**** SUPPLIED INFORMATION ****

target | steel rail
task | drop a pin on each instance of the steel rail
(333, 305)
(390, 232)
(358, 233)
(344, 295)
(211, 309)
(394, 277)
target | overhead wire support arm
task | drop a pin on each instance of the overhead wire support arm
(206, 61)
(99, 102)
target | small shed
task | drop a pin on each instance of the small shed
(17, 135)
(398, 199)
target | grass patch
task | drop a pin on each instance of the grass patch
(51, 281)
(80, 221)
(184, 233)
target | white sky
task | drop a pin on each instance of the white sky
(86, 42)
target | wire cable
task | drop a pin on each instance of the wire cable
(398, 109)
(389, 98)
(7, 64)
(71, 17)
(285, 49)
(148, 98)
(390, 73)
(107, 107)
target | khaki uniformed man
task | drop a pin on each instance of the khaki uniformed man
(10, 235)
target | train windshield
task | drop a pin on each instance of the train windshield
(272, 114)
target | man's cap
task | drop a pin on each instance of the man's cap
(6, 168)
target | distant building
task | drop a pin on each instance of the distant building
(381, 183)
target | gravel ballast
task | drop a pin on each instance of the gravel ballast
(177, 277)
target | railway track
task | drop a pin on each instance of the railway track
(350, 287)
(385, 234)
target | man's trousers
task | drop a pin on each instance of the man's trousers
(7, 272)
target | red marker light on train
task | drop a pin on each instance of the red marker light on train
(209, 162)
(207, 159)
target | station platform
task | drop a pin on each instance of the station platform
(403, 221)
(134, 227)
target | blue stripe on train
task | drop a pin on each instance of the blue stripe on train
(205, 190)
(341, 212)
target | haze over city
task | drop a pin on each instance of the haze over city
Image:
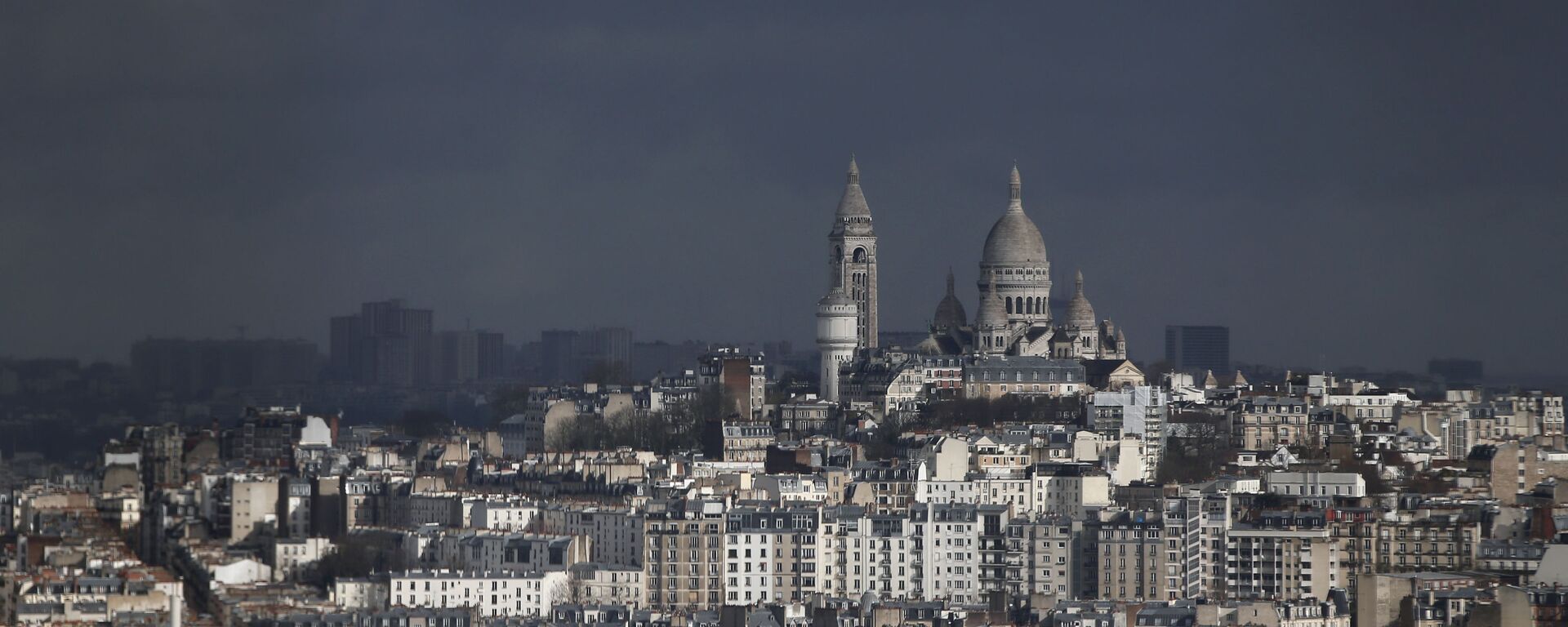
(1338, 184)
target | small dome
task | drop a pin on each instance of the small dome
(951, 311)
(1013, 238)
(1080, 314)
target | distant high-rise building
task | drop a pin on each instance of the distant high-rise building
(560, 356)
(608, 349)
(1198, 349)
(465, 356)
(386, 345)
(1457, 371)
(198, 367)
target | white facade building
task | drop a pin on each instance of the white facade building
(494, 593)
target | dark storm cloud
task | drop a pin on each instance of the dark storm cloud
(1339, 182)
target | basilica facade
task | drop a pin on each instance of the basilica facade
(1013, 315)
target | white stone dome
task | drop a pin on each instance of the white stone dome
(1015, 240)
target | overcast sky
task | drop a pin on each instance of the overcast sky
(1338, 182)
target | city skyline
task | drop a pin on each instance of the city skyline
(562, 179)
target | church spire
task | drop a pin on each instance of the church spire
(1015, 189)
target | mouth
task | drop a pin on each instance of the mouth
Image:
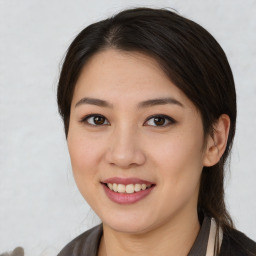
(127, 191)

****

WORK ITEM. Output nothing but the entries above, exactly, once the pictures are removed.

ANSWER BOX.
target | steel rail
task | drop a pin on each instance of the steel rail
(333, 305)
(390, 232)
(358, 233)
(344, 295)
(211, 309)
(394, 277)
target | overhead wire support arm
task | drop a pin on each instance of the overhead wire support arm
(206, 61)
(99, 102)
target | small shed
task | drop a pin on each instance of the small shed
(17, 135)
(398, 199)
target | grass patch
task | drop a pin on each instance of the grass patch
(51, 281)
(80, 221)
(184, 233)
target | white sky
task | drop a pin on each instance of the white sky
(86, 42)
target | wire cable
task | drop a pin on each instance of the wire cable
(398, 109)
(389, 98)
(7, 64)
(71, 17)
(285, 49)
(148, 98)
(390, 73)
(107, 107)
target | khaki uniformed man
task | drop a pin on each instance of the khaki uniformed man
(10, 235)
target | train windshield
task | drop a pin on each instance of the train windshield
(272, 114)
target | man's cap
task | drop a pin on each instance of the man's cap
(6, 168)
target | distant building
task | drop a pin on each instance of the distant building
(381, 183)
target | gravel ballast
task | drop a pin on each instance of the gravel ballast
(177, 277)
target | railway track
task | drop a pin on each instance of the railway track
(350, 287)
(385, 234)
target | man's trousers
task | drop a pin on each instance of the man's trousers
(7, 272)
target | red marker light on train
task | drop a pin on each instance of the red marker light on train
(209, 162)
(207, 159)
target | station platform
task | drop a pin on each instance of the station platform
(403, 221)
(134, 227)
target | blue stripe on train
task | drop a pin on each instance of the blue stripe on train
(205, 190)
(341, 212)
target | haze over city
task | drop a pin on each instance of the haze over city
Image:
(1338, 184)
target | small dome
task | drop a pin on each instance of the small dome
(951, 311)
(1013, 238)
(1080, 314)
target | distant high-rise building
task | drop a pin on each instance of the distant high-rise building
(560, 356)
(608, 349)
(1198, 349)
(465, 356)
(386, 345)
(1457, 371)
(198, 367)
target | white facade building
task | drop a pin on each instance of the white facade building
(494, 593)
target | dark storm cloud
task | drop a pin on each instance of the dark storm cloud
(1339, 182)
target | basilica facade
task | drop a pin on each instance of the basilica facade
(1013, 315)
target | white stone dome
task | drop a pin on each instance of the white stone dome
(1015, 240)
target | overcast sky
task | drop a pin on each instance of the overcast sky
(1338, 182)
target | city skyline
task | drop a pin on each instance of the city skyline
(562, 179)
target | church spire
task | drop a pin on each instance of the church spire
(1015, 189)
target | mouth
task | drop a pin on each instance of the mouth
Image:
(127, 191)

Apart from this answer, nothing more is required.